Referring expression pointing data
═══

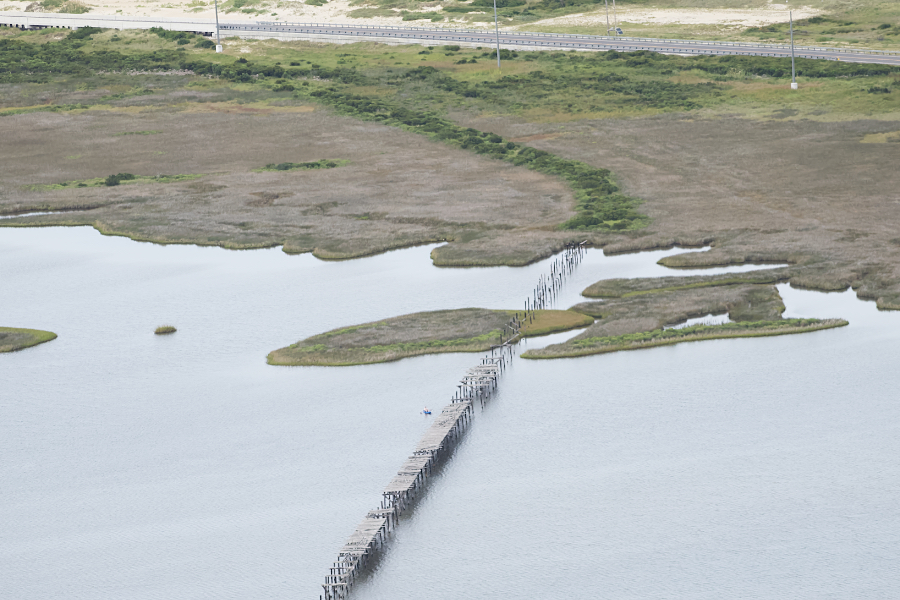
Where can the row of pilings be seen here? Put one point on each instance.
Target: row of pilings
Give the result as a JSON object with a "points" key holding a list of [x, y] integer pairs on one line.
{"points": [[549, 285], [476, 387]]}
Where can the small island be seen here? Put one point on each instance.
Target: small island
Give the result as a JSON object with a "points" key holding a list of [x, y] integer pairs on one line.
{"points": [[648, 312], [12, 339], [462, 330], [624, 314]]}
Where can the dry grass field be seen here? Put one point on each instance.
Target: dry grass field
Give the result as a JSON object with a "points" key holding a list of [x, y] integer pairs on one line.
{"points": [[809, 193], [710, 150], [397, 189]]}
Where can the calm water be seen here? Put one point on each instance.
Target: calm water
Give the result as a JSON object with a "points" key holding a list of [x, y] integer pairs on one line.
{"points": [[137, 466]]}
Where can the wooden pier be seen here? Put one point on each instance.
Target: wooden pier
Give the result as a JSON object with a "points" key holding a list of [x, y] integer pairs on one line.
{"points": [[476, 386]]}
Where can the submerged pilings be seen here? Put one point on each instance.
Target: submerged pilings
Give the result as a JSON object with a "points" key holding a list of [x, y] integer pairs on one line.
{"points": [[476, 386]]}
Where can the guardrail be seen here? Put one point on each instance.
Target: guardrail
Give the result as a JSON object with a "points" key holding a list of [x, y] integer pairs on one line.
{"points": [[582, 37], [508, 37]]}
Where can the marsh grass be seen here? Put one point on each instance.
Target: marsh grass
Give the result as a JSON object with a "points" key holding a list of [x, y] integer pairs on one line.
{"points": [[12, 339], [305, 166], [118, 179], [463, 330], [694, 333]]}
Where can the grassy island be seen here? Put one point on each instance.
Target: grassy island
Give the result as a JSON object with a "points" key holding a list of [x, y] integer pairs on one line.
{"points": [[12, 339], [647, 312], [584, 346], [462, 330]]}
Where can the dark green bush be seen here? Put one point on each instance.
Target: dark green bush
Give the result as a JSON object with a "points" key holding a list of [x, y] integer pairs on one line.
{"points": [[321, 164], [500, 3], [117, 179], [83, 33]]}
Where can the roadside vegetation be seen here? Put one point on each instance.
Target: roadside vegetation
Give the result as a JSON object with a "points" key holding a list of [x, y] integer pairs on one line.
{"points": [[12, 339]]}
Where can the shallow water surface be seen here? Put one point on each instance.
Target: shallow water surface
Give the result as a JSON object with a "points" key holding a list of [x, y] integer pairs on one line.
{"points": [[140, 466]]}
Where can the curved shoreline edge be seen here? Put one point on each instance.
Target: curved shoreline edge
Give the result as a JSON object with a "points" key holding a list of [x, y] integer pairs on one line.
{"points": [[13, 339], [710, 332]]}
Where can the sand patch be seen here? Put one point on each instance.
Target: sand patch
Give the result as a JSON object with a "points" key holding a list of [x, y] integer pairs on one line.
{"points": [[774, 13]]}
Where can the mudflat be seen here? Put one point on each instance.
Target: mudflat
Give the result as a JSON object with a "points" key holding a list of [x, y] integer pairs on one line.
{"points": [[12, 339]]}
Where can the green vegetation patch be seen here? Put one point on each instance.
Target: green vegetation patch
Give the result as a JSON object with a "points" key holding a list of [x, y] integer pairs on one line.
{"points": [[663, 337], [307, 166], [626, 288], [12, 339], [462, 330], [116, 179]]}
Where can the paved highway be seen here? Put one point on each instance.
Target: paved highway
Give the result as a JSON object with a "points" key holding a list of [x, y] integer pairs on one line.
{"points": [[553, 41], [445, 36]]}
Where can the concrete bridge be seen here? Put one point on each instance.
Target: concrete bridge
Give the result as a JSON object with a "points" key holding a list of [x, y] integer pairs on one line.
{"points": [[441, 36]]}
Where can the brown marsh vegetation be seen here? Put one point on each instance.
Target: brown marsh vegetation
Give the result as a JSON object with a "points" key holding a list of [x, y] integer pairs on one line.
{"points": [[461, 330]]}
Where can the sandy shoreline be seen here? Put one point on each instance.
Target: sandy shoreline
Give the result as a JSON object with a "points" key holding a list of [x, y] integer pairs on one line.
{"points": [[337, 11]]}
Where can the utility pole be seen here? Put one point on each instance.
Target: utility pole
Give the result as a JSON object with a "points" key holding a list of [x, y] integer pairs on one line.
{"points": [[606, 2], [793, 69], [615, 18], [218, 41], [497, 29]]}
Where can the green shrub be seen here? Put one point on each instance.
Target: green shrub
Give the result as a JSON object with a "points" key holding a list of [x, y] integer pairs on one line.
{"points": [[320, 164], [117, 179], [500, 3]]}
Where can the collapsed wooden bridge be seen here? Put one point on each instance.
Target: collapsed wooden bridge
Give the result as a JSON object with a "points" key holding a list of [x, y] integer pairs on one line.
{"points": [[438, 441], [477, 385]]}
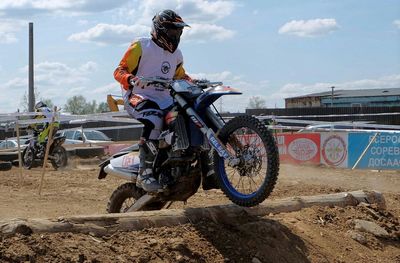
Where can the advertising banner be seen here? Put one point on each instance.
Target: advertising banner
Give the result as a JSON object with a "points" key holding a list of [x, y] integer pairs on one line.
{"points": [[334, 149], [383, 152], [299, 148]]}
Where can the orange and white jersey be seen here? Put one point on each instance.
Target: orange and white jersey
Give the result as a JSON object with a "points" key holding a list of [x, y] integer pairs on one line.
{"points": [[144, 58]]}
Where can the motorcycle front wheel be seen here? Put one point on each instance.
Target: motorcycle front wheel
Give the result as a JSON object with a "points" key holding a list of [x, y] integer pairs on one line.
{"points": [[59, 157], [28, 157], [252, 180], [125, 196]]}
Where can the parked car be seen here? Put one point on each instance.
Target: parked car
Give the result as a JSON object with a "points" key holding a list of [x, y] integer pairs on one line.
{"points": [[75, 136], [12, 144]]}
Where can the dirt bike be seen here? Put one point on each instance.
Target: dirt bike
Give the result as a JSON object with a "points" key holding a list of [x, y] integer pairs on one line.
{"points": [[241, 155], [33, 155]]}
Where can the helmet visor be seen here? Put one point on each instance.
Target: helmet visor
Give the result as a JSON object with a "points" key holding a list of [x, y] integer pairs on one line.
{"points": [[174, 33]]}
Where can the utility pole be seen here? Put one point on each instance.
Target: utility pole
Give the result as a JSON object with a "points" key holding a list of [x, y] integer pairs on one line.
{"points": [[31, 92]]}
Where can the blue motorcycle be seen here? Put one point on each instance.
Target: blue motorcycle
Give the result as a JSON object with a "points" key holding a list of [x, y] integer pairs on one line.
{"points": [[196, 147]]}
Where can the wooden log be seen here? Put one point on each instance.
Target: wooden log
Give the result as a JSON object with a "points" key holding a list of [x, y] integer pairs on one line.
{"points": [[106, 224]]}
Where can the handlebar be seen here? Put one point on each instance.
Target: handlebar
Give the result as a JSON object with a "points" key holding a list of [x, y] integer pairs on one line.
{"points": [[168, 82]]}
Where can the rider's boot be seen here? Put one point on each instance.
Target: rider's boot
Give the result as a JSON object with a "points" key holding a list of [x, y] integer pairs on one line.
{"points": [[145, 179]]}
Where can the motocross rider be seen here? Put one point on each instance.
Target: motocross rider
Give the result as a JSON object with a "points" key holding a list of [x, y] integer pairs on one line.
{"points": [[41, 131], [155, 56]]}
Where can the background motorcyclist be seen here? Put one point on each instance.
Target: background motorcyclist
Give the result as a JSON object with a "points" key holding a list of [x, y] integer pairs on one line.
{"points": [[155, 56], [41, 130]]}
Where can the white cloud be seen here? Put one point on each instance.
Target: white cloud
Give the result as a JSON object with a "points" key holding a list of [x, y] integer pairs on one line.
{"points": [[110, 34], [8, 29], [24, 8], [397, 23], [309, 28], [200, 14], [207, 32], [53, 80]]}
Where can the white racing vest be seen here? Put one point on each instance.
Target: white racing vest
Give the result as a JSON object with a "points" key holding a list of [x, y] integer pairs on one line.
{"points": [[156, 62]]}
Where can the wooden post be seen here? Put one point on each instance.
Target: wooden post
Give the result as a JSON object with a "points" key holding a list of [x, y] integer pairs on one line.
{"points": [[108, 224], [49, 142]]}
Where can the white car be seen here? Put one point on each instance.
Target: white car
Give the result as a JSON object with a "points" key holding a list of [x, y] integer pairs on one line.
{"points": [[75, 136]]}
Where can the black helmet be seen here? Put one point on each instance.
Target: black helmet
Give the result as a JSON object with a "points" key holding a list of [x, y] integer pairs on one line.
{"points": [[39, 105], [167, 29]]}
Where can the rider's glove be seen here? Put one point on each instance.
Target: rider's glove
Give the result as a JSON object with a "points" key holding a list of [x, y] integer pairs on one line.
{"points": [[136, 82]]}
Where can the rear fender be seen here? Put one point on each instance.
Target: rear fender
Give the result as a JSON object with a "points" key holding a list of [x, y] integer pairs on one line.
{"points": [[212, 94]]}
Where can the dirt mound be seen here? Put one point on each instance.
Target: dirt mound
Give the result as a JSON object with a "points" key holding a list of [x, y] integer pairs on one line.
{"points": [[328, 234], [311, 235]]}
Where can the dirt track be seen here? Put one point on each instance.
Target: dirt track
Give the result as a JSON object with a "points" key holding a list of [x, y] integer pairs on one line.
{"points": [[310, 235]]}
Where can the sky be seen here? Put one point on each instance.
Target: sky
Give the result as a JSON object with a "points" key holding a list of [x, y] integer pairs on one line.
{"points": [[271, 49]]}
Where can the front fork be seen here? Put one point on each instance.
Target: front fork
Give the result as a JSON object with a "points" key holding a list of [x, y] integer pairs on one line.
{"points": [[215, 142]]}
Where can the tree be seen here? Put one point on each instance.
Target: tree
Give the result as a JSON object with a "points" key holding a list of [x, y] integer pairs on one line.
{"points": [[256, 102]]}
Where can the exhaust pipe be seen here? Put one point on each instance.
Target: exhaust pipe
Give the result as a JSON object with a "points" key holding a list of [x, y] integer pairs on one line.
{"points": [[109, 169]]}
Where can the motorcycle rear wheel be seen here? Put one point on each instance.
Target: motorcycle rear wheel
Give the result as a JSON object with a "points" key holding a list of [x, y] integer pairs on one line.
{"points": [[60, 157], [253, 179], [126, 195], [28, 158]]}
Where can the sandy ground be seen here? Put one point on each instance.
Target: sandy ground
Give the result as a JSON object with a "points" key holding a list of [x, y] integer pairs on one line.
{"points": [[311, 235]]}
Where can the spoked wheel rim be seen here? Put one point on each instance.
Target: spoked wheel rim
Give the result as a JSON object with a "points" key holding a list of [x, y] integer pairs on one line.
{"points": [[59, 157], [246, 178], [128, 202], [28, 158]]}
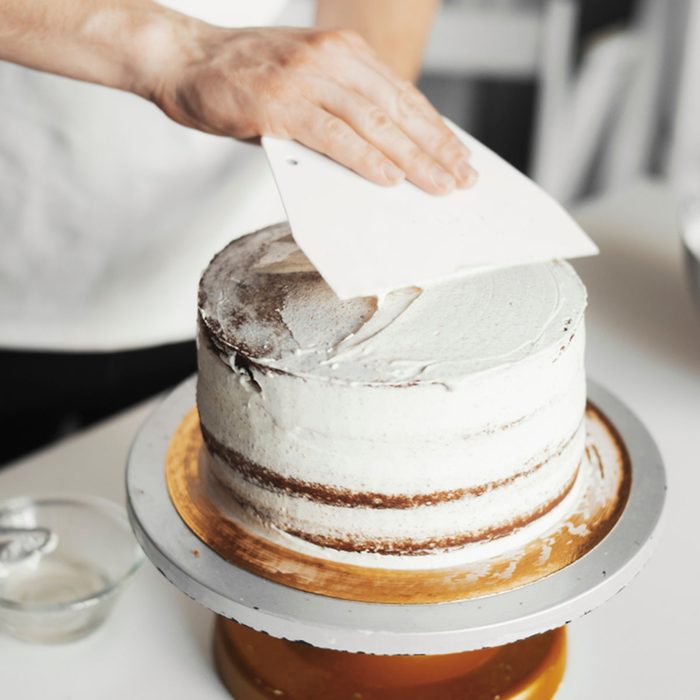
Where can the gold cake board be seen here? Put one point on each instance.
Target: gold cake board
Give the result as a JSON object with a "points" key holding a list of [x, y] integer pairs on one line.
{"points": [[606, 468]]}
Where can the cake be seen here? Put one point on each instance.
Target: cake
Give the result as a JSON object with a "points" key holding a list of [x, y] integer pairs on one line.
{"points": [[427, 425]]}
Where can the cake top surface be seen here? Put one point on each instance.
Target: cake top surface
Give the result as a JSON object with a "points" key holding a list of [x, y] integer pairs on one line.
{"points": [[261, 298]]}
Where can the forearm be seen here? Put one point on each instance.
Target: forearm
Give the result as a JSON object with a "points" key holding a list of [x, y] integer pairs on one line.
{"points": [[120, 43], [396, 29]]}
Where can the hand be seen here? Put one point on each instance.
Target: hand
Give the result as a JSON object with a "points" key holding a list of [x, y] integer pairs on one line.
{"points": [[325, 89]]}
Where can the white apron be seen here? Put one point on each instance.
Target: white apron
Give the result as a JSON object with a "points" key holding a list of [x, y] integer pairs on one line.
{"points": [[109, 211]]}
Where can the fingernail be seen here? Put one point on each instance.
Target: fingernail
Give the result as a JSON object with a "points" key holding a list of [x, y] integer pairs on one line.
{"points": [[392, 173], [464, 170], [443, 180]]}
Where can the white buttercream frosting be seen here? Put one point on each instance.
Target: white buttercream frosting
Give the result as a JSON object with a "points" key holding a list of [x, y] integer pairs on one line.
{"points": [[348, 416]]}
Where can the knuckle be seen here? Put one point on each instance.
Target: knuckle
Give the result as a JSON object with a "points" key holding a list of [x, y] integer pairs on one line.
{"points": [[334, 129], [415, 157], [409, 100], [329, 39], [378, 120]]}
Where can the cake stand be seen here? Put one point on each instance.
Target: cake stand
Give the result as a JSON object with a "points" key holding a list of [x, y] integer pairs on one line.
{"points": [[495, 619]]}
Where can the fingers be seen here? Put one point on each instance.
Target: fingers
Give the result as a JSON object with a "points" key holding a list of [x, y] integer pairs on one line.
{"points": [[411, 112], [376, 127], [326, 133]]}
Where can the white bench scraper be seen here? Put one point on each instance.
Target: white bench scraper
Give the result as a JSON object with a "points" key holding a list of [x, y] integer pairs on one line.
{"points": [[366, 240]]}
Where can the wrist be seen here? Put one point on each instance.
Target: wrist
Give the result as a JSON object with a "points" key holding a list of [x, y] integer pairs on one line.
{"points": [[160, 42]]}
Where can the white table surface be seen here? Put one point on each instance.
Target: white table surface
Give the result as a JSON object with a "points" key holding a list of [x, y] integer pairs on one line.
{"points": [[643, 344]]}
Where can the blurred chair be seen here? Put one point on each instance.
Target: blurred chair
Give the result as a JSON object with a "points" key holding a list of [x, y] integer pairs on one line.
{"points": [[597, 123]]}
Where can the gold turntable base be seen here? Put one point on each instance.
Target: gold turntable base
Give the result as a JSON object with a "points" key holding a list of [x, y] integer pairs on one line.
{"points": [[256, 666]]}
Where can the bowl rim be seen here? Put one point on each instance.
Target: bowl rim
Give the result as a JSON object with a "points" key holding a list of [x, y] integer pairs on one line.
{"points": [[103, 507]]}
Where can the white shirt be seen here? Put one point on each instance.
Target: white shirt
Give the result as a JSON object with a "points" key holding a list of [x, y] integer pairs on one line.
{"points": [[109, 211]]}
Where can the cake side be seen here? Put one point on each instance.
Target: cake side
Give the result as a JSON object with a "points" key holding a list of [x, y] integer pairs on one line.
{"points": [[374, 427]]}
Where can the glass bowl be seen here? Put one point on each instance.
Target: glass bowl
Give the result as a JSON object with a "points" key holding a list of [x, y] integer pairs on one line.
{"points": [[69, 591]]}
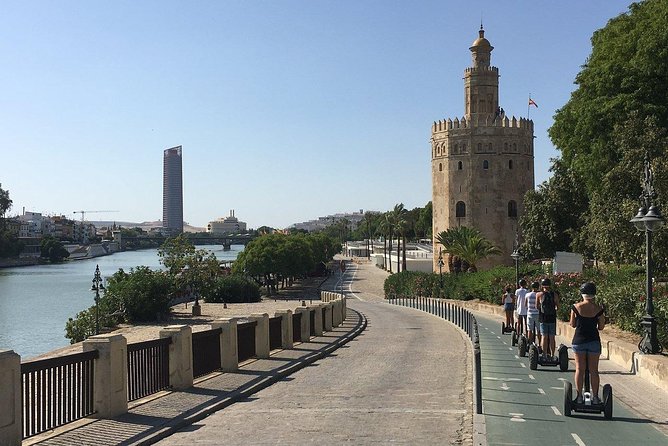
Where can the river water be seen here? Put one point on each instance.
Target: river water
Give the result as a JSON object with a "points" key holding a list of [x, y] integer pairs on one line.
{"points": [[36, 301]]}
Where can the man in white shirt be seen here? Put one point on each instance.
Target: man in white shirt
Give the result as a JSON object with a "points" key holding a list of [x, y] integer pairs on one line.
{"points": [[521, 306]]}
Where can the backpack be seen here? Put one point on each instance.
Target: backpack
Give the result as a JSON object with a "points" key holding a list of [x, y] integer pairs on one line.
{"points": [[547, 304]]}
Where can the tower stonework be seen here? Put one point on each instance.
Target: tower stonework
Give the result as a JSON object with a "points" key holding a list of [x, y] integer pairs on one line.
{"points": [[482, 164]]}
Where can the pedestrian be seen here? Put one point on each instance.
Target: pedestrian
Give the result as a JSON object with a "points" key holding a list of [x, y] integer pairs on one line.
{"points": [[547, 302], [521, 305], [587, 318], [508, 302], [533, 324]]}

═══

PROMPT
Nothing should appear in the answer except the lines above from the line with "Where can the shallow" through the line with "Target: sand patch", both included, written out exactly.

THE COMPLETED TASK
Where can the shallow water surface be seen here? Put one point on each instance.
Target: shallow water surface
Give the result as a JSON object with a "points" key holding a list of [x, y] integer pairs on one line.
{"points": [[140, 466]]}
Where can the curved shoreline edge be seen here? Put one point on each instance.
Target: curved shoreline edge
Give the result as a JSON object with a "points" key holding a list of [x, y] integer pairs on one line.
{"points": [[13, 339], [710, 332]]}
Where can the sand patch be seen here? Put one point on each instance.
Target: sand patch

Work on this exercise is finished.